Ras proteins are membrane-associated proteins that modulate cell activation by acting as a molecular """"""""on-off"""""""" switch of many receptor-coupled signaling pathways. Mutations of Ras protein leading to an activated state are found in about 25 % of oncogenic transformation. Certain Ras proteins also interacts with caveolin-1, a cholesterol-binding membrane protein that regulates cellular trafficking through a specific lipid microdomain (lipid raft) linked to receptorcoupled signal cascades. Both types of proteins contain lipids and membrane-binding domains for their membrane-associated functions. This application will focus on the development of Ras protein mimetics that are capable of membrane-tanslocation and membrane-association to modulate Ras signaling pathways. The key design of the Ras mimetics is a novel membrane permeable alpha/epsilon-peptide dendron with or without fatty acylated chains that function as transportants. Our immediate goals include the development of a novel synthetic platform based on tandem ligation for preparing reagents consisting of detection probes, membranepermeable dendrons, peptide cargoes or lipids to facilitate assays and mechanistic study in our experiments. The development of an effective strategy for targeting regulated intracellular delivery of macromolecules represents a long-term objective of our application. To achieve our goals, this application will use both chemical and biological tools.
Specific Aim #1 will develop reagents and a synthetic platform for preparing Ras protein mimetics.
Aims #2 and #3 will evaluate soluble membrane-permeable and membrane-associated Ras mimetics to inhibit Ras effectors and their association in lipid rafts.
Aim #4 will compare the delivery mechanisms of Ras mimetics through endosomal pathway.

> **INFORMATION SUPPLIED**:

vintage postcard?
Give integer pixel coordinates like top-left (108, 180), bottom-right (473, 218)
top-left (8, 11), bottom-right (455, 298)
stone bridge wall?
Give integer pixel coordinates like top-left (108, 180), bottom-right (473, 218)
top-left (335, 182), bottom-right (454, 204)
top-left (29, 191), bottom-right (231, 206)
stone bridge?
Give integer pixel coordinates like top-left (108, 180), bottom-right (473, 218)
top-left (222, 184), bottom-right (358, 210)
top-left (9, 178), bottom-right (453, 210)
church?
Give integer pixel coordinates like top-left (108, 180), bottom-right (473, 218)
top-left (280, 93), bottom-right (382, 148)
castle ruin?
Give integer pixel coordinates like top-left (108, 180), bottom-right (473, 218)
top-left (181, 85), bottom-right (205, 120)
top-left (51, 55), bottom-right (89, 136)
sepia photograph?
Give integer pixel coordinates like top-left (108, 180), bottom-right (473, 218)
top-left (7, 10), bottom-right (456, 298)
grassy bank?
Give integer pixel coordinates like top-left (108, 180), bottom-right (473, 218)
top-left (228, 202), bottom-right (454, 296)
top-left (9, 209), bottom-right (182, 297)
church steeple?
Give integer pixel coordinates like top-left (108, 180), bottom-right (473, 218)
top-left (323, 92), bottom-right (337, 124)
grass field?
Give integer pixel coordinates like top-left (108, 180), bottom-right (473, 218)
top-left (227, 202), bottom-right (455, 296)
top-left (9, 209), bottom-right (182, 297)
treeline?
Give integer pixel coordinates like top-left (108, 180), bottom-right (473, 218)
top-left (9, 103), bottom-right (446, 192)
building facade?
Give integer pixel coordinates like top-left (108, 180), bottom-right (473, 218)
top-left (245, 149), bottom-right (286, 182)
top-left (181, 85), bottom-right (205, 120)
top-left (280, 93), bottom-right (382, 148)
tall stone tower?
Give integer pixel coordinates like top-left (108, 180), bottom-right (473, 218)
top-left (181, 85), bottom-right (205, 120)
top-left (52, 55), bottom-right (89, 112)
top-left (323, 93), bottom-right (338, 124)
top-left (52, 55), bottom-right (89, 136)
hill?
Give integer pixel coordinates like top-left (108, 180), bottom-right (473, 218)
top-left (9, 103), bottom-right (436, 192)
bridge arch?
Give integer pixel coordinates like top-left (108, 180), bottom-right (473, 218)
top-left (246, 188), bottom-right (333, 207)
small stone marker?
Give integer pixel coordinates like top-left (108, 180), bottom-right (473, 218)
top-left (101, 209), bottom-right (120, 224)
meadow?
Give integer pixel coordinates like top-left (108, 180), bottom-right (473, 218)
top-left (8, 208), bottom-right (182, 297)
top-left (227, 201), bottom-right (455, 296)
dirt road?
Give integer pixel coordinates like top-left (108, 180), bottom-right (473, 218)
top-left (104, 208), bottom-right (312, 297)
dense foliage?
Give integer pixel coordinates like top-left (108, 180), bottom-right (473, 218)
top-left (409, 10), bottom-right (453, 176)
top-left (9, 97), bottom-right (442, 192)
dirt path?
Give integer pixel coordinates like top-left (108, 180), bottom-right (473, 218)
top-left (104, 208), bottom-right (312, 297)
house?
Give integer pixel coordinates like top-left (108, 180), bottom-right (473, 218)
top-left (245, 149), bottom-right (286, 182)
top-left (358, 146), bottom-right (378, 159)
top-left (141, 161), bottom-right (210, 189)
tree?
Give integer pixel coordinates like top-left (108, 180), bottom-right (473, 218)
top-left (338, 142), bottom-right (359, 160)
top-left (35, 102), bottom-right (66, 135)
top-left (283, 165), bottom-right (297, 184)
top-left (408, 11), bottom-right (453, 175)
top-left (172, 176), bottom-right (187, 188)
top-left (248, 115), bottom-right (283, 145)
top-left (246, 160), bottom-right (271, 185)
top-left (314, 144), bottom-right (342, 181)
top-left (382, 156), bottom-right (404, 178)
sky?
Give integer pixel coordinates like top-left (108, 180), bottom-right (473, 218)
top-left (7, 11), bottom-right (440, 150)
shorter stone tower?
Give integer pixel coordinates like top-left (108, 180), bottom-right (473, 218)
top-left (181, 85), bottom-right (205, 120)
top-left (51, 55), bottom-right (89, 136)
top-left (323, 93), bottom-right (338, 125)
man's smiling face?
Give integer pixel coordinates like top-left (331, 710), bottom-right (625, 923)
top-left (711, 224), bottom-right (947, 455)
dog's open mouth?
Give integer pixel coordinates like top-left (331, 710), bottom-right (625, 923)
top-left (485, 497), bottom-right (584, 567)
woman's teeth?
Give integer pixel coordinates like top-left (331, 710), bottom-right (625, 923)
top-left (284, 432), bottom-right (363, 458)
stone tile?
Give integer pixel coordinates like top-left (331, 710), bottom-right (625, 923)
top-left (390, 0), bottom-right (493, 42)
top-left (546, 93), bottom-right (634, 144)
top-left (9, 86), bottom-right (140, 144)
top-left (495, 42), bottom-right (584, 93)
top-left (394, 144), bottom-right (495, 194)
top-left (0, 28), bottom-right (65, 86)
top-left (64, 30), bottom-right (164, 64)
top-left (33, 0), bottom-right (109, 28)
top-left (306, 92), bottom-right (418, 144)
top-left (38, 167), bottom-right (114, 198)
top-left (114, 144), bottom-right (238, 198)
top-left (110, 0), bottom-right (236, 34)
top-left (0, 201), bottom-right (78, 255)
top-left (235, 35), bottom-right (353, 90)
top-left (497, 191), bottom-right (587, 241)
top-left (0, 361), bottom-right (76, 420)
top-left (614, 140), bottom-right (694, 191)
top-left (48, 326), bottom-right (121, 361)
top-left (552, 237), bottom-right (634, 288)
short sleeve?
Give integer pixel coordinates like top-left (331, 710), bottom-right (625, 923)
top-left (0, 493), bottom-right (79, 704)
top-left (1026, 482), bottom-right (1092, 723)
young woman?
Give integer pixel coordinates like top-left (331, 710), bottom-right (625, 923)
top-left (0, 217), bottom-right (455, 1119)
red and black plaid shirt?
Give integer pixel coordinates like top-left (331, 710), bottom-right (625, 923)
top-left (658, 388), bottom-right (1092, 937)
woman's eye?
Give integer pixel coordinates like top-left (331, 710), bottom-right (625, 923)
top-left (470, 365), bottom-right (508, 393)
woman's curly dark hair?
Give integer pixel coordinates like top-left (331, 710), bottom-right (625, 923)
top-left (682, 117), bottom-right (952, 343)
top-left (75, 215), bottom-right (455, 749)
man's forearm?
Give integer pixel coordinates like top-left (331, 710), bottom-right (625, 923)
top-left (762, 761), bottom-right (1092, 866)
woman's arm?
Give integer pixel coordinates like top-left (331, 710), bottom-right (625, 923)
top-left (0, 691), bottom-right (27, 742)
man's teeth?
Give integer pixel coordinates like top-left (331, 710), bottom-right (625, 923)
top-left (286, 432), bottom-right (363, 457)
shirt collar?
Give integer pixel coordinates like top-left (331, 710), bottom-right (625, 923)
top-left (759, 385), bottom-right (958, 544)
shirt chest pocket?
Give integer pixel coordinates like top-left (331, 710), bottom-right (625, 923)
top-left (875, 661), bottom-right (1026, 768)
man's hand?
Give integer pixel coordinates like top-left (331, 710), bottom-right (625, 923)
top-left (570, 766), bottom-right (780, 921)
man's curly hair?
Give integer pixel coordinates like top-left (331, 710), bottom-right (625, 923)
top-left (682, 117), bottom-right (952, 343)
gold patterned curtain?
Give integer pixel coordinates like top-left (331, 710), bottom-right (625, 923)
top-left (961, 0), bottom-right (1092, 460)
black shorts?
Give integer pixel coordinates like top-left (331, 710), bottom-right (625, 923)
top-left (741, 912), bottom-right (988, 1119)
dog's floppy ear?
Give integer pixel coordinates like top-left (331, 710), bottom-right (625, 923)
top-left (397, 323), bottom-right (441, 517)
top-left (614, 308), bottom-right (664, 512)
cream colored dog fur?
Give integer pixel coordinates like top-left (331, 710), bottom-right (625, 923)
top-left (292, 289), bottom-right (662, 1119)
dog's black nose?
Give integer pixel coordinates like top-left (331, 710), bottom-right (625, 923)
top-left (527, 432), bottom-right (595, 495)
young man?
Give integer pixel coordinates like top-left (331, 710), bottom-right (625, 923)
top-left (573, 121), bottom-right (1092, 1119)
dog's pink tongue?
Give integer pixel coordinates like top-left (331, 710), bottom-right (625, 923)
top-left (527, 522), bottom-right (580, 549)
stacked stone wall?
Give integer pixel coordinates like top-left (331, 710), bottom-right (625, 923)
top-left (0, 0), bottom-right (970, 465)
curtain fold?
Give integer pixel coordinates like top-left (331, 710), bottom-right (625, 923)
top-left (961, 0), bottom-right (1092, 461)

> **WHAT YOU HAVE TO DO**:
Extract the part of the Ras protein abstract starting at "Aims #2 and" and ending at "in lipid rafts.", word for word. You can set the data aside; none of it is needed.

> **TASK OUTPUT**:
Aims #2 and #3 will evaluate soluble membrane-permeable and membrane-associated Ras mimetics to inhibit Ras effectors and their association in lipid rafts.